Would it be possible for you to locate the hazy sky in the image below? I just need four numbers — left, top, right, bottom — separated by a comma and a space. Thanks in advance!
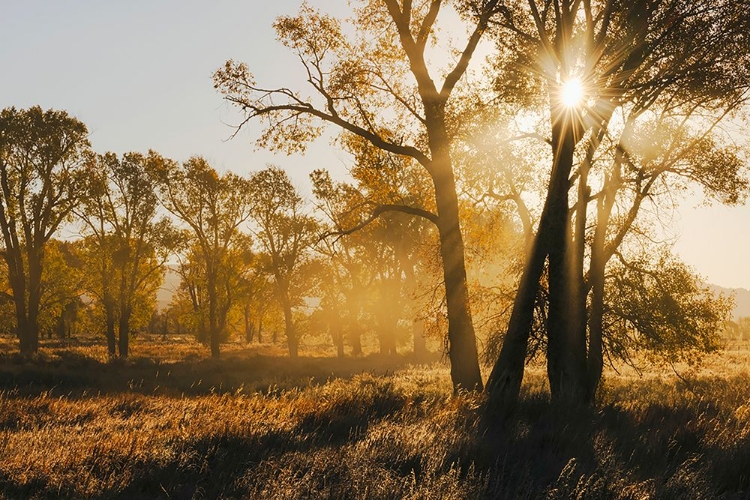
0, 0, 750, 288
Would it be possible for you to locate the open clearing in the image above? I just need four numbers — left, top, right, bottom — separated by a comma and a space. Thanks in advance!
0, 337, 750, 499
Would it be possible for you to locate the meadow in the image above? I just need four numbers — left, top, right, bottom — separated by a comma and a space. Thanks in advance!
0, 336, 750, 499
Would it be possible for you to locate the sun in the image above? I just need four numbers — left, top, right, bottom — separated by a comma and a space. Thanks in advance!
560, 78, 583, 108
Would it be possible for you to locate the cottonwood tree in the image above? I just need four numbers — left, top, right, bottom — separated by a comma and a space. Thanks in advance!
149, 152, 251, 357
488, 0, 750, 407
75, 153, 179, 358
247, 167, 318, 358
214, 0, 502, 390
0, 106, 89, 354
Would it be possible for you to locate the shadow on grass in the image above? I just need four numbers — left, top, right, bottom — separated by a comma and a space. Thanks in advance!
0, 342, 440, 397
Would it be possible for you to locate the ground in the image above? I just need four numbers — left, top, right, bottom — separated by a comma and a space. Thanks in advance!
0, 336, 750, 499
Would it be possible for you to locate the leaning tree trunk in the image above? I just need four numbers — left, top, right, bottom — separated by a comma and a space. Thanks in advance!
487, 225, 549, 411
206, 264, 221, 358
281, 293, 299, 359
425, 102, 482, 391
104, 299, 117, 359
547, 119, 587, 403
117, 306, 133, 358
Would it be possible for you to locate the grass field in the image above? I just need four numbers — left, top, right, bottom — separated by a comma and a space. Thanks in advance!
0, 338, 750, 499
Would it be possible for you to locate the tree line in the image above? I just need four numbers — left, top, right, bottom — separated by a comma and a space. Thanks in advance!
214, 0, 750, 408
0, 0, 750, 408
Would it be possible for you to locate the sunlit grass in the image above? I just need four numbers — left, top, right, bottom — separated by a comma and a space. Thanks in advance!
0, 339, 750, 499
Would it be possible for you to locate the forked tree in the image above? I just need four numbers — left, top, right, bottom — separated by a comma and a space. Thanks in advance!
488, 0, 750, 408
0, 106, 89, 354
214, 0, 503, 390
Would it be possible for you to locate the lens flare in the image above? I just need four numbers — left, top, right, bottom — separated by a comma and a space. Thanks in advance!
560, 78, 583, 108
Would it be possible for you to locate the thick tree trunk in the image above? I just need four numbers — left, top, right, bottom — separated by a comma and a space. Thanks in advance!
117, 306, 133, 358
587, 180, 619, 403
547, 119, 587, 403
247, 306, 255, 344
411, 319, 427, 361
425, 103, 482, 391
346, 295, 362, 356
487, 225, 549, 411
328, 311, 344, 358
206, 264, 221, 358
281, 295, 299, 359
104, 305, 117, 359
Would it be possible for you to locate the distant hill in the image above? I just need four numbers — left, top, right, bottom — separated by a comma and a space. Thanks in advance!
708, 285, 750, 320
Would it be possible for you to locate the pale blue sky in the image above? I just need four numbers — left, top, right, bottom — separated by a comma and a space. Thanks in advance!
0, 0, 750, 288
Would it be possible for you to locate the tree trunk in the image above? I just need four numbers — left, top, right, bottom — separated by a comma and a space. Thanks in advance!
104, 300, 117, 359
411, 319, 427, 361
547, 121, 587, 403
425, 102, 482, 391
328, 311, 344, 359
282, 295, 299, 359
248, 305, 255, 344
487, 227, 549, 411
206, 263, 221, 358
117, 306, 133, 358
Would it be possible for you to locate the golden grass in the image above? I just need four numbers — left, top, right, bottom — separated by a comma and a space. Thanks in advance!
0, 339, 750, 499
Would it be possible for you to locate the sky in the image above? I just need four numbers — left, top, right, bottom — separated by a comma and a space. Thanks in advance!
0, 0, 750, 289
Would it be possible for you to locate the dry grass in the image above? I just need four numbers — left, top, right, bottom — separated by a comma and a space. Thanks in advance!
0, 334, 750, 499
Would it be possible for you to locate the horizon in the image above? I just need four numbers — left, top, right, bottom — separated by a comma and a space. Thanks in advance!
0, 0, 750, 289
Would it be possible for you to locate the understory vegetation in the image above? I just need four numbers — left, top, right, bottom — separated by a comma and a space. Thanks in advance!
0, 337, 750, 499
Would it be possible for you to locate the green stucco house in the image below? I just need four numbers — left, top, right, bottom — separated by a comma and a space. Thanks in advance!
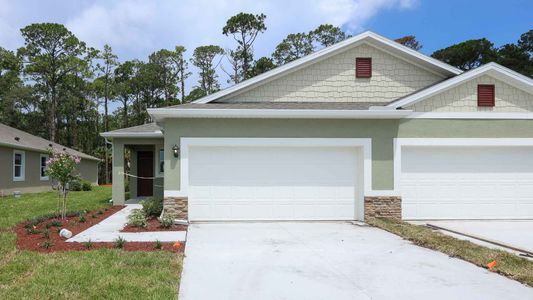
102, 32, 533, 221
0, 124, 100, 196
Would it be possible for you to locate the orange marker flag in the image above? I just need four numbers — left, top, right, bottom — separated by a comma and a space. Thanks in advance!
487, 260, 496, 270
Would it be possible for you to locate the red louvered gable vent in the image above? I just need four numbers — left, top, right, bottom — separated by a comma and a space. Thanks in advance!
355, 57, 372, 78
477, 84, 495, 107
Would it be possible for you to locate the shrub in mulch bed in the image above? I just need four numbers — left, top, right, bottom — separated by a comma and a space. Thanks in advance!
13, 206, 185, 253
120, 217, 187, 232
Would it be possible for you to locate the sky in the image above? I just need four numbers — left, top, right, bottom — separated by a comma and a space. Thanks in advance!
0, 0, 533, 109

AIM OF THE TASK
Rewrite all of the data above, replacing "locate" with "find" wherever it occurs and keeping everything else the same. Leave the pictures out.

FINAL ANSWER
Would it be possible for you to find the hazy sky in the image below? I just need four numbers — left, top, right, bottom — separated by a comma and a space. Thanks in advance!
0, 0, 750, 288
Would it be possible for you to find the open clearing in the image above? I just need four numbers — left, top, right, bottom — separated by a comma and a space. Thanks in advance!
0, 337, 750, 499
Would it be possible for you to find the meadow in the image above? I just need four numbers — left, top, right, bottom — separated by a comma and a space. Thanks in advance!
0, 336, 750, 499
Would it be possible for you to find the sun in the image above? I just need four numbers — left, top, right, bottom — separated by a comma and a space. Thanks in advance!
560, 78, 583, 108
Would it be possible for you to find the cottonwood tree in the image above? I just need four numbers — left, top, right, bottom — separated by a comma and a space. Thanks in advance!
149, 152, 251, 357
488, 0, 750, 407
75, 153, 179, 358
247, 167, 318, 358
214, 0, 502, 390
0, 106, 89, 354
Would it be possible for you to find the shadow on grass in the image above? I just need four numbers — left, top, right, bottom — separated by a comma and a space. Thanks in advance!
0, 342, 440, 397
Would it be possible for you to find the ground in the image above? I just need four numbers — left, top, right, bottom — separated by a comma and a space. Thanks in advance!
0, 336, 750, 499
Would it be possible for you to find the leaning tree trunk in the image above? I just need four numbers — left, top, right, bottom — separated by a comma and a space. Thanks in advance!
487, 225, 549, 411
206, 264, 221, 358
281, 293, 299, 359
425, 102, 482, 391
104, 299, 117, 359
547, 119, 587, 403
117, 306, 133, 358
Would it be possible for you to find the grass field in the image above? I just need four numbers — left, top, right, bottom — separated by a comma and a space. Thanks in advance!
0, 338, 750, 499
Would it be possible for you to find the tree line in the image above? I just need four numbers — left, top, right, bottom — separated by a comma and a space. Thanks in advance!
214, 0, 750, 408
0, 0, 750, 408
Would it be possible for you to find the sunlit grass in the image above? I just need four numbers — left, top, right, bottom — separated by a comma and a space. Thanks in advance!
0, 339, 750, 499
Would it be possible for you to find the forked tree in the image above? I just need four numbers — left, top, right, bottom — separated by a comma and a space. Thanks in advance!
488, 0, 750, 408
0, 106, 89, 354
214, 0, 503, 390
Would it be possible for you to find the lens flare in the image above? I just need four numbers — left, top, right, bottom — separated by a comma and a space. Thanks in advance!
560, 78, 583, 108
Would it be possible for you to find the thick tree trunk in the image above? I just need four numbers — left, top, right, bottom — separated by a comma and a space. Thanks in advance!
117, 306, 133, 358
587, 180, 619, 403
547, 119, 587, 403
247, 306, 255, 344
411, 319, 427, 361
425, 103, 482, 391
346, 295, 362, 356
487, 225, 549, 411
328, 311, 344, 358
206, 264, 221, 358
281, 295, 299, 359
104, 305, 117, 359
Would it be possible for you to find the distant hill in the image above? I just need four numbers — left, top, right, bottom — separated by a comma and a space. Thanks in advance!
708, 285, 750, 320
Would it be possible for you to find the pale blue sky in the image above? I just need four numbers — left, top, right, bottom — separated by a comma and a space. Thanks in advance!
0, 0, 750, 288
Would it be possible for you to find the tree trunk in the image above? I just need four numbers — left, top, right, bottom — separated by a comma and a space. Thanks in advance!
104, 300, 117, 359
411, 319, 427, 361
547, 121, 587, 403
425, 102, 482, 391
328, 311, 344, 359
282, 295, 299, 359
248, 305, 255, 344
487, 227, 549, 411
206, 263, 221, 358
117, 306, 133, 358
Would it be possible for you to find the golden grass in the image above? I just need four numbers — left, top, right, bottom — separated by a comma and a space. Thanks in advance!
0, 339, 750, 499
Would it be possible for you to find the sky in the image above? I just need four numbers — left, top, right, bottom — separated by a comma and a space. Thanks in advance!
0, 0, 750, 289
Would it be possible for you to find the dry grass in the image above? I just need four numbers — left, top, right, bottom — separated by a comma and a space. Thanks in advance!
0, 334, 750, 499
Would it be possible for you to find the horizon in the image above? I just need four numbers — left, top, right, bottom — separated by a comma and a space. Thanks in advance!
0, 0, 750, 289
Would it be possible for you to find the understory vegetation in the image above? I just need four numbers — left, top, right, bottom — separated by a comma and a space. Thanks in advance!
0, 337, 750, 499
Would it be possible for you to find the green stucco house in the image below? I just need four numbers — left, top, right, bottom — separated by a comma and a space. Thanks in advance!
102, 32, 533, 221
0, 124, 100, 196
Would it be possible for you to find the orange marker flag in the image above? I just need four numbers — left, top, right, bottom — separated by a comma and a space. Thanks in advance!
487, 260, 496, 270
Would it be possible for you to find the red louvered gable vent in the image above? I just need four numbers — left, top, right, bottom — separated by a comma and a space. Thanks in advance!
355, 57, 372, 78
477, 84, 495, 107
Would it be possible for you to find the shrub in mulch bed in the image above? I just need four numbers — left, top, right, bottom — separated by a comma and a space. Thanks in advance!
13, 206, 185, 253
120, 217, 187, 232
Would it be possible for you to find the sky in the image above? I just need four numbers — left, top, right, bottom — separated by a comma and a space. Thanks in advance!
0, 0, 533, 109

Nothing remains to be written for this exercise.